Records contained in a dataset
--------------------------------------------------
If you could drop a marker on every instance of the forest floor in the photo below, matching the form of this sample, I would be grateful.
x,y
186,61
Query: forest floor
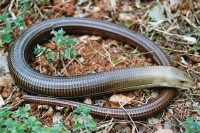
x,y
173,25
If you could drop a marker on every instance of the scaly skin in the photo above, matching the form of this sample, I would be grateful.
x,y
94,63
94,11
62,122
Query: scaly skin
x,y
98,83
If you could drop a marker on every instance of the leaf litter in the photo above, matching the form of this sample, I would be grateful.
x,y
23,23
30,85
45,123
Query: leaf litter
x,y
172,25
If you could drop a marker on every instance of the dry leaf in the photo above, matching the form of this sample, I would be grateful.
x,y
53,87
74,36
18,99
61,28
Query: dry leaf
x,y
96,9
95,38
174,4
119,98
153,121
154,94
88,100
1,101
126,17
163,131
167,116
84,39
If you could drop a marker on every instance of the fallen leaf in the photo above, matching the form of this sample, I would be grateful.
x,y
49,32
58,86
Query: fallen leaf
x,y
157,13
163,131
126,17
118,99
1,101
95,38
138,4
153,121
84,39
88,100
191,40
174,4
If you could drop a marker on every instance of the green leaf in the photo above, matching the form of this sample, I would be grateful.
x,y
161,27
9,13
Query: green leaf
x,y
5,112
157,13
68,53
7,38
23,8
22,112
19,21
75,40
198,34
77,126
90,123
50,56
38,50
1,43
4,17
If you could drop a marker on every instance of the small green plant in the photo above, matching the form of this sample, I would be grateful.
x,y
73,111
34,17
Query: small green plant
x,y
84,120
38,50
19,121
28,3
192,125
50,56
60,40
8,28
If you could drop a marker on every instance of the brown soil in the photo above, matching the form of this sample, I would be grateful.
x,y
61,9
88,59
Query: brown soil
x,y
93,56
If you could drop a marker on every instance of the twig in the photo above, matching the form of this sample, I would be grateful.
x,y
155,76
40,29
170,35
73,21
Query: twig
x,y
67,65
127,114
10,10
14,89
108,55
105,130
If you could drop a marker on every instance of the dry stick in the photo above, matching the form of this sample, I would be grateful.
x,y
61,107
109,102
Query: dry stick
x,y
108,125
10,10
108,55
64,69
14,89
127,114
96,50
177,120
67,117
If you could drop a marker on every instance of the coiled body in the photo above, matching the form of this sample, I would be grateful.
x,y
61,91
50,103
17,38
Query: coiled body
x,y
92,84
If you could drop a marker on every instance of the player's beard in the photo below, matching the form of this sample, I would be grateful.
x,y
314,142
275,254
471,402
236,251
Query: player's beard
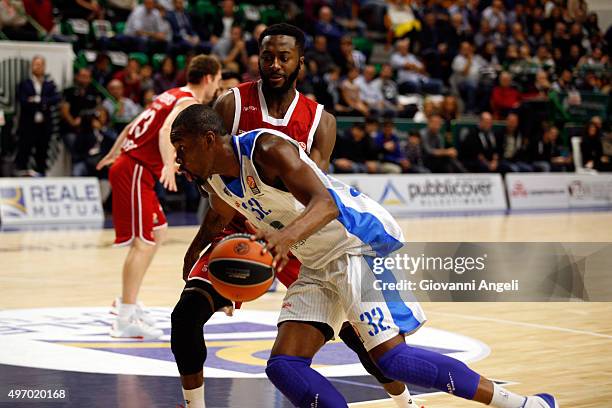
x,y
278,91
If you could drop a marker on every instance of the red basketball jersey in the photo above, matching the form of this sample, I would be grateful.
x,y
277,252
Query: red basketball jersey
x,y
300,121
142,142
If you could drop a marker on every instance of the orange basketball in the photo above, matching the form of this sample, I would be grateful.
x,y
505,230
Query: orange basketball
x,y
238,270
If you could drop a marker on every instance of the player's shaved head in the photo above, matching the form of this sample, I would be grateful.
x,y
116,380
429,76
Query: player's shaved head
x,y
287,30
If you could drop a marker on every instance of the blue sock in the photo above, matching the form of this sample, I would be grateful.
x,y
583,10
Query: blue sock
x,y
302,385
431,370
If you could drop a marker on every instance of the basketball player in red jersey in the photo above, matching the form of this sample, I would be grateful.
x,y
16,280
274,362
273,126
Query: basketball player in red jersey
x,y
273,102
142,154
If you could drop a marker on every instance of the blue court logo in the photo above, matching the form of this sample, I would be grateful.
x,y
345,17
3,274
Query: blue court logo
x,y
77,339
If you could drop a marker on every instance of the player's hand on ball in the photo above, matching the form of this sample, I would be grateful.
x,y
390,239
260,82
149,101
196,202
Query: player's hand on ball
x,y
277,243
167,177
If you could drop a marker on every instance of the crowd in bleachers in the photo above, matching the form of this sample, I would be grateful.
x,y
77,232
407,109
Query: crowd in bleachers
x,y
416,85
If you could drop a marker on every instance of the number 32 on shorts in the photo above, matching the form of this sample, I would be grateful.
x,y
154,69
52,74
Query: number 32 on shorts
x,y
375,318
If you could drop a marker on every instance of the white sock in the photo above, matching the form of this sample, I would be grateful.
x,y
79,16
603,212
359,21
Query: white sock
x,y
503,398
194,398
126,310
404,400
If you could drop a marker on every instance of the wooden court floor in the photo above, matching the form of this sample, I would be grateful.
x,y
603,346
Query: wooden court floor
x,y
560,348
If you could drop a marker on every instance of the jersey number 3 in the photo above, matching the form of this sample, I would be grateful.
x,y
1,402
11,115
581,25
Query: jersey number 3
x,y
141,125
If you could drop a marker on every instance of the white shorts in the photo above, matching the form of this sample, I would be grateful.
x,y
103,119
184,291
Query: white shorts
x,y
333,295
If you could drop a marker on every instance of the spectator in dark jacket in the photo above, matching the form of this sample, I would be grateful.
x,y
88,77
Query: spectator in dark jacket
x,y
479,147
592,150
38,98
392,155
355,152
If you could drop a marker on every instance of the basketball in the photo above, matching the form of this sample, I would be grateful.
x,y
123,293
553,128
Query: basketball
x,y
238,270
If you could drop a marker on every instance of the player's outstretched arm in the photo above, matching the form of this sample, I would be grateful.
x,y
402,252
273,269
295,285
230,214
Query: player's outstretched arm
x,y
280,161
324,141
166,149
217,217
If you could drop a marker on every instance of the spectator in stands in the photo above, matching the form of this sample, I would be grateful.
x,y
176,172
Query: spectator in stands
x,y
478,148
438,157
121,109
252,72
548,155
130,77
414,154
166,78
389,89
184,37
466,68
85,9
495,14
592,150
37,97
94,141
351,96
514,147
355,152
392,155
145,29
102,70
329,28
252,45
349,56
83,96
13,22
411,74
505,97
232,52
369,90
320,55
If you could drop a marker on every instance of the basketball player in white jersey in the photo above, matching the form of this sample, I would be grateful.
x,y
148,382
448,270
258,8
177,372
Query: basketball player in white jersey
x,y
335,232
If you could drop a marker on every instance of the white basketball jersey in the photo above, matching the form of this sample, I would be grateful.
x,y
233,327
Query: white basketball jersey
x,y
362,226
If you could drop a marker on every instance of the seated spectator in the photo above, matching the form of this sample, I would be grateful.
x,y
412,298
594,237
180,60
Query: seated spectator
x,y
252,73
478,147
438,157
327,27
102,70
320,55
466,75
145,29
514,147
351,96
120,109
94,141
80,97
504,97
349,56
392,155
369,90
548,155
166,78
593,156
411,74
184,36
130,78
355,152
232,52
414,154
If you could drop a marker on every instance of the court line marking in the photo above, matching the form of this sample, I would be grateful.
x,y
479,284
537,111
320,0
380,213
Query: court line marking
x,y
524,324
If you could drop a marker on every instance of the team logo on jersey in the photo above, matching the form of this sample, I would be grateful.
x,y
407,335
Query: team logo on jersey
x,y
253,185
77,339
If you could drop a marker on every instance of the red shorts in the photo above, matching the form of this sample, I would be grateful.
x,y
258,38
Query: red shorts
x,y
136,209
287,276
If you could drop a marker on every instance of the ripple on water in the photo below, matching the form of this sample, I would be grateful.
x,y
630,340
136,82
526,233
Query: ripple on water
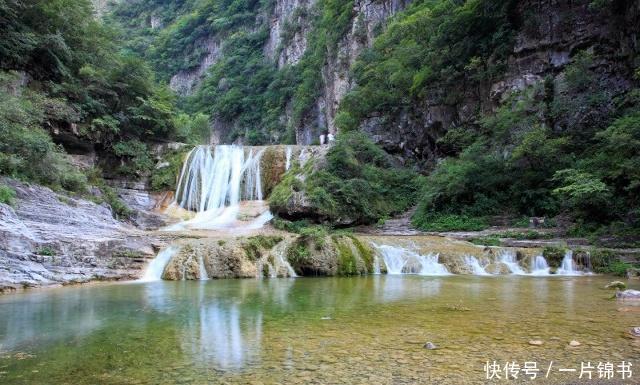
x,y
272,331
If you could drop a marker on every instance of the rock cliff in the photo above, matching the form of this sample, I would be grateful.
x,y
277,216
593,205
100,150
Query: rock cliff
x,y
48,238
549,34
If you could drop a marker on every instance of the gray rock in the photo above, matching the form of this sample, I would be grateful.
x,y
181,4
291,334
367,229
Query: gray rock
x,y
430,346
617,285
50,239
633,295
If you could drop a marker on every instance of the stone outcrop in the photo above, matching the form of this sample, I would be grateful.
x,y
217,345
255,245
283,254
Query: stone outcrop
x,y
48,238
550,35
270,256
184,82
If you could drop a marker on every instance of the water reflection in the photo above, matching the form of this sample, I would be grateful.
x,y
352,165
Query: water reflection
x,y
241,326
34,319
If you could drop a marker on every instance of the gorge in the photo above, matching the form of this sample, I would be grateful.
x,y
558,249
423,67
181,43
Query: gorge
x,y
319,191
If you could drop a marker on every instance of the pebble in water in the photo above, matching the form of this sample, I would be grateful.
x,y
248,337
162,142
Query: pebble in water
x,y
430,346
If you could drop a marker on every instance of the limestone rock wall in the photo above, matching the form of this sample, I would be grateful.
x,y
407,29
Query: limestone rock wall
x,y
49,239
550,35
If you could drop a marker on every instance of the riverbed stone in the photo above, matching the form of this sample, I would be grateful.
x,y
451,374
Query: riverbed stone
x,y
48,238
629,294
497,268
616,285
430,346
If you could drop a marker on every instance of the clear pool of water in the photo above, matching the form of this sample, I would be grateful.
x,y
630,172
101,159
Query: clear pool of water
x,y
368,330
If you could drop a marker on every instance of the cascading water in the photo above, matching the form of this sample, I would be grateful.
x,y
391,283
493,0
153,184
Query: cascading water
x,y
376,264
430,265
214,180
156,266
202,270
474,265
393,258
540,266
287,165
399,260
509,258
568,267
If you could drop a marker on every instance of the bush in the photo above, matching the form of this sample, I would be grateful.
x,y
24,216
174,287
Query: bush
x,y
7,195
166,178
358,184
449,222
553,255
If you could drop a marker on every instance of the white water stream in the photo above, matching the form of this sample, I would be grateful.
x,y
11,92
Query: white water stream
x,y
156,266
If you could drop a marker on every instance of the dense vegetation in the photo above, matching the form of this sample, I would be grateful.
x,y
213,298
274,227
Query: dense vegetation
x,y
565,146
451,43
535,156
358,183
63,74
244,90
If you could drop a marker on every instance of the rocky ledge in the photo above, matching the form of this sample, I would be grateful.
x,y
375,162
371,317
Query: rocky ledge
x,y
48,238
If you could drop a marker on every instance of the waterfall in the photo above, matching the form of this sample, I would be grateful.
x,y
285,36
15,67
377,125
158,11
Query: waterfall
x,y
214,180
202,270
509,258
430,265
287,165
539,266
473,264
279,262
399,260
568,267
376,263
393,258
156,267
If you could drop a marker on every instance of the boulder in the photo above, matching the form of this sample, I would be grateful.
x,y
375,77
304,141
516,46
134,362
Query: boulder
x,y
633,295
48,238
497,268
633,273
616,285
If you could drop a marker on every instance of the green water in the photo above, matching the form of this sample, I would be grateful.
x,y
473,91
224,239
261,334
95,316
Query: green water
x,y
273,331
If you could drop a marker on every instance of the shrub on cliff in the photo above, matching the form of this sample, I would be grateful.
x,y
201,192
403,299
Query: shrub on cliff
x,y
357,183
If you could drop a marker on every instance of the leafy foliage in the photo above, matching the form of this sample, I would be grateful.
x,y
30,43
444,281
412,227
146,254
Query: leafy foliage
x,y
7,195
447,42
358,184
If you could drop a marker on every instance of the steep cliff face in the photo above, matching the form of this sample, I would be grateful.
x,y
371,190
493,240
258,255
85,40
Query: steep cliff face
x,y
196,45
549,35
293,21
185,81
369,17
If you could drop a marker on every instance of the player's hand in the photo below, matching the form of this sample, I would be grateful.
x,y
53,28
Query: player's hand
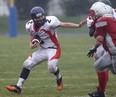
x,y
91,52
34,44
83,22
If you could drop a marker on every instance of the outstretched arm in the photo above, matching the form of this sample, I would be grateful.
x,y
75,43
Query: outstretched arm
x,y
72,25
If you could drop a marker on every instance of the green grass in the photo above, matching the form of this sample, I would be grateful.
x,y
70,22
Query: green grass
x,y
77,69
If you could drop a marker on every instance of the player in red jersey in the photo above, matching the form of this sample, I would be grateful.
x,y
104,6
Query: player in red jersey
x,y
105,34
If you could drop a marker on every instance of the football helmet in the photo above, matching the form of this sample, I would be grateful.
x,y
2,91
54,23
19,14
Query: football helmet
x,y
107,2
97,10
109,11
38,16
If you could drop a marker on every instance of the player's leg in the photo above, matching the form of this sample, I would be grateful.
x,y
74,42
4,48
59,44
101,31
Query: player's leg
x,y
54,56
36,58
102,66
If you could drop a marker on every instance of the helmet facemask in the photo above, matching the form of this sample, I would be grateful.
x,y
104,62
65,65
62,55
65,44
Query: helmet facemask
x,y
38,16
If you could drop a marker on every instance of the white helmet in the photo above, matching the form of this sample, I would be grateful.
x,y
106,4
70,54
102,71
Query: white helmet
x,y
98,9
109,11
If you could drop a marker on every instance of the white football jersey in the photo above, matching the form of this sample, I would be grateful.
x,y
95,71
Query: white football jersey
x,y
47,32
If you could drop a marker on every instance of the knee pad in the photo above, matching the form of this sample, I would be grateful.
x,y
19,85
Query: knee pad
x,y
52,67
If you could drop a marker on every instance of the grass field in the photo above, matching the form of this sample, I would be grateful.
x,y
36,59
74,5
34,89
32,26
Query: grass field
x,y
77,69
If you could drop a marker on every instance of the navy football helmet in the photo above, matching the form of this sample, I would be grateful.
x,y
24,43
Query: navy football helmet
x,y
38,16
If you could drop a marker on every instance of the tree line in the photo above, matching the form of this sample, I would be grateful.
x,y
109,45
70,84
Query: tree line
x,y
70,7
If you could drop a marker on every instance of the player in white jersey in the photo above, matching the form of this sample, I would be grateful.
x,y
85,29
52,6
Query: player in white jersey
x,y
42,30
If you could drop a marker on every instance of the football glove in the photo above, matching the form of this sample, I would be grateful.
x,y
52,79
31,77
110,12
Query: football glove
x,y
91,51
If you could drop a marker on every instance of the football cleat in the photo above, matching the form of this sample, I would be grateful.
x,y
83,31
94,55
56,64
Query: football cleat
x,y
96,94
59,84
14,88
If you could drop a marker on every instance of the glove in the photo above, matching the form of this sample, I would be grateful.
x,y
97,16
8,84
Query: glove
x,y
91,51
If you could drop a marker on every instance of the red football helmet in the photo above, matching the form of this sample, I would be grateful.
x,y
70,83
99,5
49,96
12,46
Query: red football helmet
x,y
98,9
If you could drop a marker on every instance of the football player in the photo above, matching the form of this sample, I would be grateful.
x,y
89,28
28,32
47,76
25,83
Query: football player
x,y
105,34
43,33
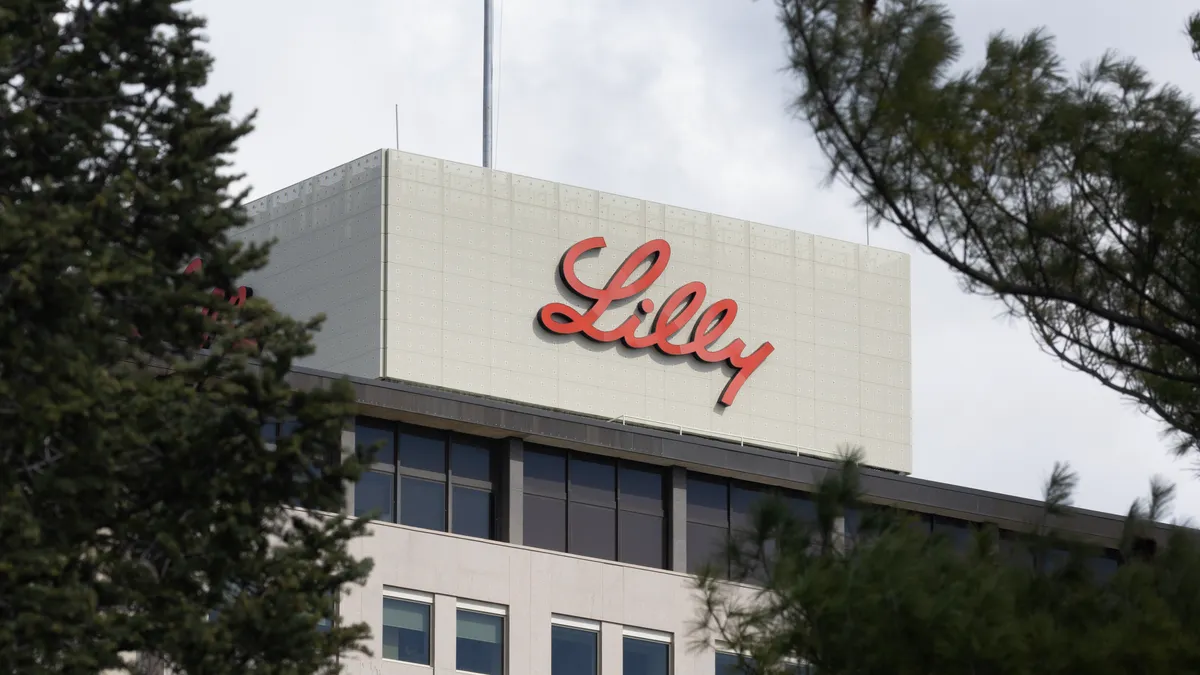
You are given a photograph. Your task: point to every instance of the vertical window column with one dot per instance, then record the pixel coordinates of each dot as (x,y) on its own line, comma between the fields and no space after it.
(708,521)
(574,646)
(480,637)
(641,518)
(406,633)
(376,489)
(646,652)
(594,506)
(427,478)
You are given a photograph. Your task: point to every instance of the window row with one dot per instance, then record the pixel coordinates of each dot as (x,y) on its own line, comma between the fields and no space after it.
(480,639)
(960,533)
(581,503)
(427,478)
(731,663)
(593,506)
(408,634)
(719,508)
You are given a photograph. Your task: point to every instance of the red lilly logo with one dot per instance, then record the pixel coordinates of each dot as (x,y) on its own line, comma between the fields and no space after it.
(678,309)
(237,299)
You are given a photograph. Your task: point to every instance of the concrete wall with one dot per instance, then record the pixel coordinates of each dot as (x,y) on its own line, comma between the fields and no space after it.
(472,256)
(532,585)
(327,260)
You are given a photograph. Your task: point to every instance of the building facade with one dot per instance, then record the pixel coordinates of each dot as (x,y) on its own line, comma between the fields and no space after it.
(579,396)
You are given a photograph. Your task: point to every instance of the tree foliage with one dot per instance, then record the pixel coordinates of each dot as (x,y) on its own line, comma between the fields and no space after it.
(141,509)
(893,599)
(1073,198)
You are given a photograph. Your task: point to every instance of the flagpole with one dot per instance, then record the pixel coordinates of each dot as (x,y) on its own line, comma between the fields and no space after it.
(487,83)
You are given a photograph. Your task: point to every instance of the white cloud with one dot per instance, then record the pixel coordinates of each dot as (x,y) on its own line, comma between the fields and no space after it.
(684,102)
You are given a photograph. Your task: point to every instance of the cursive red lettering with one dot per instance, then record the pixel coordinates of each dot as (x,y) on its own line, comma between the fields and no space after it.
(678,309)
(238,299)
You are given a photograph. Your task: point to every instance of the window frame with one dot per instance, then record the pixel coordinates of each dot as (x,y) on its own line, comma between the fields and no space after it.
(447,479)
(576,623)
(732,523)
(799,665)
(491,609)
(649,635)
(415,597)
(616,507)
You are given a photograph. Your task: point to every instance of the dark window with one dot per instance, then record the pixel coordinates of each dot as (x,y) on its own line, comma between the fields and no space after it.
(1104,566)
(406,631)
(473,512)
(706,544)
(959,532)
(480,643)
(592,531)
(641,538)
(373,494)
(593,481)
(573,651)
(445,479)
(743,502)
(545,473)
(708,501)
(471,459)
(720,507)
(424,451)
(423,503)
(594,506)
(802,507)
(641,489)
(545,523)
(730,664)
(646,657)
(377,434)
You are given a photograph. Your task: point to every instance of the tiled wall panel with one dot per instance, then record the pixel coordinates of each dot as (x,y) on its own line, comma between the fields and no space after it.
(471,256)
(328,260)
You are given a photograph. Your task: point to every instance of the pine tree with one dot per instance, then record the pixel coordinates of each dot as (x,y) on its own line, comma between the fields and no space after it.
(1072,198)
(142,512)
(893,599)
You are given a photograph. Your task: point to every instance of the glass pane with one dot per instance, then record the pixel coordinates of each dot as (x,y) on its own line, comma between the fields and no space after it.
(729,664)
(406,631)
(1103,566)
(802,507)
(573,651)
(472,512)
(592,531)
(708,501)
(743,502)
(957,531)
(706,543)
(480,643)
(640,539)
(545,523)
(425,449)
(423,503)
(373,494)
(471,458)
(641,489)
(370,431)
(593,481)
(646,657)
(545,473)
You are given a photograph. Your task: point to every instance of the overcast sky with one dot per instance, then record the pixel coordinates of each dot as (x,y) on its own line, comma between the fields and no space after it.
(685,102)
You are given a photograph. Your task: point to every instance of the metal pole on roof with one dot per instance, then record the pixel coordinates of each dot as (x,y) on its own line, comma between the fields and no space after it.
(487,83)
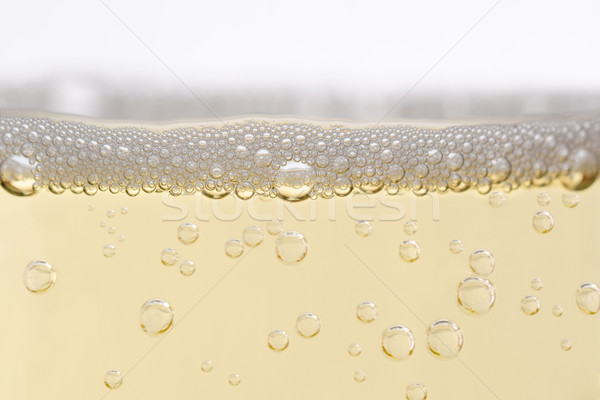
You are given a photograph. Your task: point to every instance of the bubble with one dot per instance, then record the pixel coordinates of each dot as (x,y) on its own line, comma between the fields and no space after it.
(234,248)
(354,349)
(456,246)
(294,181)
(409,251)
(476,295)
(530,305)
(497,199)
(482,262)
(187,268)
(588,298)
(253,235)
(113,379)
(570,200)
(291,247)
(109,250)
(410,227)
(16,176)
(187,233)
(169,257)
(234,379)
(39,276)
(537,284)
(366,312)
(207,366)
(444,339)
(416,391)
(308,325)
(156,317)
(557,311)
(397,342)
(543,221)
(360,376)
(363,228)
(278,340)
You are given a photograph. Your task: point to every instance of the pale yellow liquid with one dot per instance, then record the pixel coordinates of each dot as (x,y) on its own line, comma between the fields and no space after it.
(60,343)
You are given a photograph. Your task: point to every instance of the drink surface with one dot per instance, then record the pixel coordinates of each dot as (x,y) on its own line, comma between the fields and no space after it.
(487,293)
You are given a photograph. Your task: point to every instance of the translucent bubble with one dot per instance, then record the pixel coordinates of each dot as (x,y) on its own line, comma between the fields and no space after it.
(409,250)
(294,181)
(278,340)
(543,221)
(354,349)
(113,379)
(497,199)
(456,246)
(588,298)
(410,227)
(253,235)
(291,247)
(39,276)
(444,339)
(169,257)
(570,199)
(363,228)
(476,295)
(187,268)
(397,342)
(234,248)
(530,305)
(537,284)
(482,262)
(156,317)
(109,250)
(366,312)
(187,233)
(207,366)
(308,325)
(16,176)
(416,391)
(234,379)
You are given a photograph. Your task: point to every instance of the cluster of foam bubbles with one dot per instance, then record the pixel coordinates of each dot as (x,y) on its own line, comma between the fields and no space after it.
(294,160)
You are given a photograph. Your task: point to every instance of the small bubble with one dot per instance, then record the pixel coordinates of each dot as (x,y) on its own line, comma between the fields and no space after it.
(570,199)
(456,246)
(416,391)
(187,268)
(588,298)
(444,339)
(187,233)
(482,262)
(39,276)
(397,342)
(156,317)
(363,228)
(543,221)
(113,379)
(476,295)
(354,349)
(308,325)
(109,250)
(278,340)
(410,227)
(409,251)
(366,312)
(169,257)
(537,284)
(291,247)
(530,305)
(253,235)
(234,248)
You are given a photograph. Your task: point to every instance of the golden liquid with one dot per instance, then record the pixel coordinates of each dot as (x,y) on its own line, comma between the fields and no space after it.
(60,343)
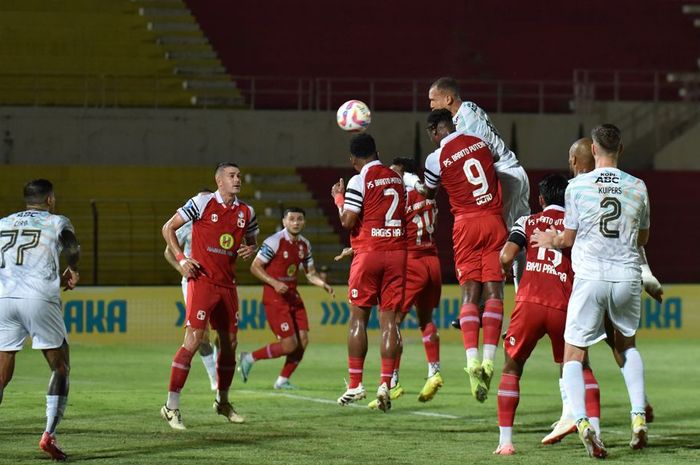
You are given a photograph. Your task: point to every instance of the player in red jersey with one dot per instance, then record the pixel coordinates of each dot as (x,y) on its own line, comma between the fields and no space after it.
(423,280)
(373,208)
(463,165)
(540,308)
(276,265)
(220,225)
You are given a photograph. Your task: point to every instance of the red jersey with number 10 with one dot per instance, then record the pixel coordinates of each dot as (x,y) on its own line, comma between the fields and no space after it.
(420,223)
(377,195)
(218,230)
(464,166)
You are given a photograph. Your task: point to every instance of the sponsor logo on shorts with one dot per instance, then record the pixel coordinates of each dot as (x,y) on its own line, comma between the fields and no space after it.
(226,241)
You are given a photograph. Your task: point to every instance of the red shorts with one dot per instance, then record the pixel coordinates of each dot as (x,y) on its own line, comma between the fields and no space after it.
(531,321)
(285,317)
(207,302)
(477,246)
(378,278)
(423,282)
--------------------------------------------------
PROBLEM TO SOLVE >> Looking at the records above, work out how many lines include the string "below". Give the number and nothing else.

EXERCISE ANSWER >> 4